» **WHAT IS REQUIRED**
From the first line of the listing, copy each line exactly until you have included the line with "find the railing in the photo above"; leave out the pictures.

------------------------------

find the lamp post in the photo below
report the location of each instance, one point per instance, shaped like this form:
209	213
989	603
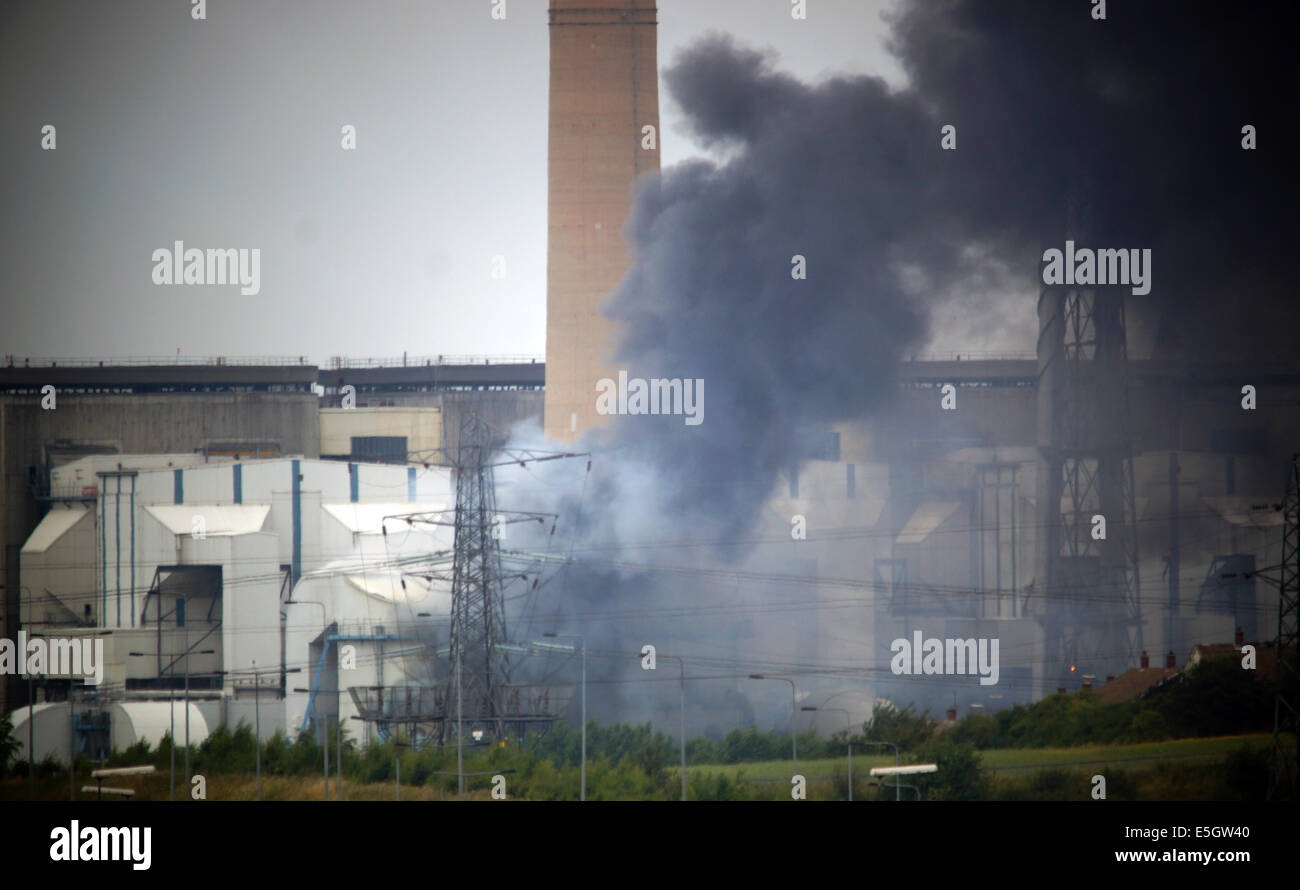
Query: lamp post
681	667
170	699
256	710
583	650
848	726
324	642
794	752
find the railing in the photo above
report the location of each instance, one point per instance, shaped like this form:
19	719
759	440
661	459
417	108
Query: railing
971	356
338	363
135	361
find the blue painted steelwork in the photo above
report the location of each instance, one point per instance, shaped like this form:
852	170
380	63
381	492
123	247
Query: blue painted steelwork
103	550
117	545
320	665
298	521
133	550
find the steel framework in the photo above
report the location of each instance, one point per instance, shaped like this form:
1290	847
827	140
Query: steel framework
1087	470
1286	755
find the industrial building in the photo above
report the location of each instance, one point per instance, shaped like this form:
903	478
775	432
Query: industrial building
256	494
200	577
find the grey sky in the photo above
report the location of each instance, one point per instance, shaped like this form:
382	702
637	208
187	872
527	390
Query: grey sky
225	133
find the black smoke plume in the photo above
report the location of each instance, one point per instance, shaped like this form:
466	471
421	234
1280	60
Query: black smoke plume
1121	133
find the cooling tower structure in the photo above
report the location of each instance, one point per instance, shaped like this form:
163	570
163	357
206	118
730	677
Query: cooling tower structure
603	133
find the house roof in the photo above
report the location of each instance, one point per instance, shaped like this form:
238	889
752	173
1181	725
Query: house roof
926	519
1132	684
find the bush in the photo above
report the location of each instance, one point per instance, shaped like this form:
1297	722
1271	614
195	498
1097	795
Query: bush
8	745
905	728
960	776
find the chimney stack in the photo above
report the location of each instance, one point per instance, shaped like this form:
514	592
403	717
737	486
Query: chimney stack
603	118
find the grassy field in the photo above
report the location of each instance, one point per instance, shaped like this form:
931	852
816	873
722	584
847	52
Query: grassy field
1179	769
1005	760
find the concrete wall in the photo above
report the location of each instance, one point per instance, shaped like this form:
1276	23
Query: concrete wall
421	426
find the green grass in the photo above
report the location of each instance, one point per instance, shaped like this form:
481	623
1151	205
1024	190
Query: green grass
1010	760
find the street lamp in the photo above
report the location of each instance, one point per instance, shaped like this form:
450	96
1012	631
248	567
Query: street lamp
848	726
324	642
172	708
583	648
256	708
324	736
794	751
681	667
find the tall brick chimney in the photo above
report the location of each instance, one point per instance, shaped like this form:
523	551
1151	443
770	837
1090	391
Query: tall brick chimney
603	92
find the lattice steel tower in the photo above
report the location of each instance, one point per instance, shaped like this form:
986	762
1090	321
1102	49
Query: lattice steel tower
477	667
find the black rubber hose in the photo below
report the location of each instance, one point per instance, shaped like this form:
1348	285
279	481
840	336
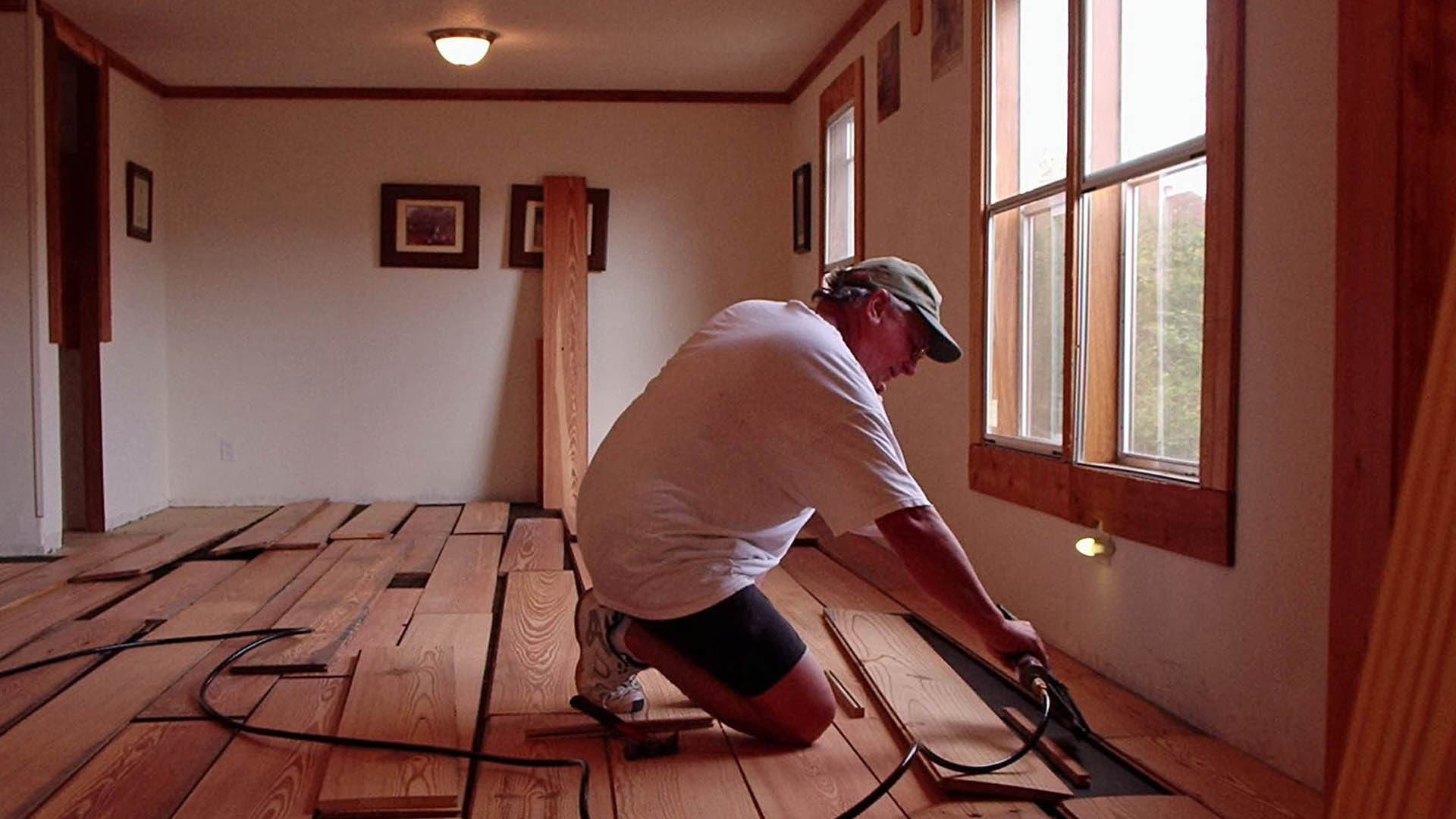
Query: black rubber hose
270	634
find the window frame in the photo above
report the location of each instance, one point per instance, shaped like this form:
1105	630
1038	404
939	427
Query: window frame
846	89
1188	518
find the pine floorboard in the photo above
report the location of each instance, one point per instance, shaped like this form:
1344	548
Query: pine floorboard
120	736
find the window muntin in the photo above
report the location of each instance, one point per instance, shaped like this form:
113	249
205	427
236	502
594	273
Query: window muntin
1138	242
839	187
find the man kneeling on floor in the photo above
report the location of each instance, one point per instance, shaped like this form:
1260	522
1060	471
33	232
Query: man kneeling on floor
766	414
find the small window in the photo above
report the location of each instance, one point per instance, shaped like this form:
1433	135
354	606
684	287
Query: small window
842	156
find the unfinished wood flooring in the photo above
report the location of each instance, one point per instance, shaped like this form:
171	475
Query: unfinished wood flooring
430	662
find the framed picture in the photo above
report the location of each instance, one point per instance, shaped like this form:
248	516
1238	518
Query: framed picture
430	226
801	209
139	202
529	226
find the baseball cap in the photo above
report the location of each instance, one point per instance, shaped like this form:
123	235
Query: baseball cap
909	283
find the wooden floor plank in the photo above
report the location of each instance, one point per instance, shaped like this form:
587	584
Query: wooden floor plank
178	518
261	777
932	704
334	608
378	521
836	586
27	691
484	518
536	654
24	621
262	534
465	576
431	521
232	694
874	736
701	780
398	694
42	749
55	573
1225	780
421	551
536	544
172	592
819	781
382	627
149	558
146	771
1134	808
315	531
504	792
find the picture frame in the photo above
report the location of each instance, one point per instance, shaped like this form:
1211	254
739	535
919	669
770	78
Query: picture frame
801	209
428	224
139	202
528	224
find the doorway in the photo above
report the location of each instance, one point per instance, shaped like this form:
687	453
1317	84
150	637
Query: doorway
77	231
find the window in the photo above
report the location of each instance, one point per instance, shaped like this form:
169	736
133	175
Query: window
1107	229
842	156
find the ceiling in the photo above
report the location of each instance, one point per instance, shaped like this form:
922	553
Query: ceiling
717	46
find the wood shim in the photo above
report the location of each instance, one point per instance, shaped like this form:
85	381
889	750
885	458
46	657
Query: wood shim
378	521
398	694
484	518
1134	808
932	704
146	771
147	558
536	654
315	531
334	608
273	777
465	576
536	544
262	534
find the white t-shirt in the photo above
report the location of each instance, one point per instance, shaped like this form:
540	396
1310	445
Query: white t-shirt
762	417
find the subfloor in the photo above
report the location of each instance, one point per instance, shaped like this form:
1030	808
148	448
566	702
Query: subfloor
438	627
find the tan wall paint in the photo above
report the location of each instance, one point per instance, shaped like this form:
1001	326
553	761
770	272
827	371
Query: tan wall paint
334	376
134	363
1238	651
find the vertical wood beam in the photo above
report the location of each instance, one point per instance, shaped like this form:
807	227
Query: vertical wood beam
564	346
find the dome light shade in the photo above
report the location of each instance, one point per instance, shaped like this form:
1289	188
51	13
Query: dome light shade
462	47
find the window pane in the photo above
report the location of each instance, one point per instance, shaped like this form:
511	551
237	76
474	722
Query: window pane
839	187
1147	64
1028	95
1163	363
1024	328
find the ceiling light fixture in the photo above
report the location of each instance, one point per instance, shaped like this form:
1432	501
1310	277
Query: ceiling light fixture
462	47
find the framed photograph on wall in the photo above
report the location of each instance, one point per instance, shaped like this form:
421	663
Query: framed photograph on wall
139	202
801	209
430	226
529	226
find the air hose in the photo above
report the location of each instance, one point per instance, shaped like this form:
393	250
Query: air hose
270	634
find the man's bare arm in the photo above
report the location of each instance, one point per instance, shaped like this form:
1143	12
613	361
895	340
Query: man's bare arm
934	557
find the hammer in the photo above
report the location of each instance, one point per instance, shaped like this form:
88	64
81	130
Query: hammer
638	744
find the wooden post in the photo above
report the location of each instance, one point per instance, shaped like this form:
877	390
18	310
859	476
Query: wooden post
564	344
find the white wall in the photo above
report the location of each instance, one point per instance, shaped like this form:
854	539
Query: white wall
332	376
30	468
134	362
1238	651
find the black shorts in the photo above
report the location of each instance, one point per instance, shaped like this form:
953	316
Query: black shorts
743	642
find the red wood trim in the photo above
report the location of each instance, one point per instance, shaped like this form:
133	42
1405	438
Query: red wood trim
1223	245
1181	518
491	95
102	206
55	242
832	49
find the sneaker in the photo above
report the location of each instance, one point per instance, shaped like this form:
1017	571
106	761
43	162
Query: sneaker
604	675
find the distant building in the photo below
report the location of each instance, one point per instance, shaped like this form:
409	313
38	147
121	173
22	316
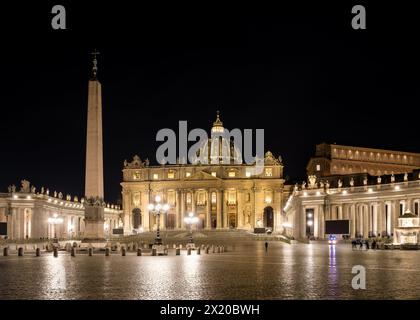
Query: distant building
34	215
332	159
222	194
371	205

------------------------------

» **OUTPUT OF THE EXERCISE**
find the lamp post in the photo below
report the location of each instance, one point per instance, shaped like this form:
209	213
989	603
Query: lamp post
681	667
170	699
256	710
583	650
848	726
324	642
794	752
find the railing in the photo above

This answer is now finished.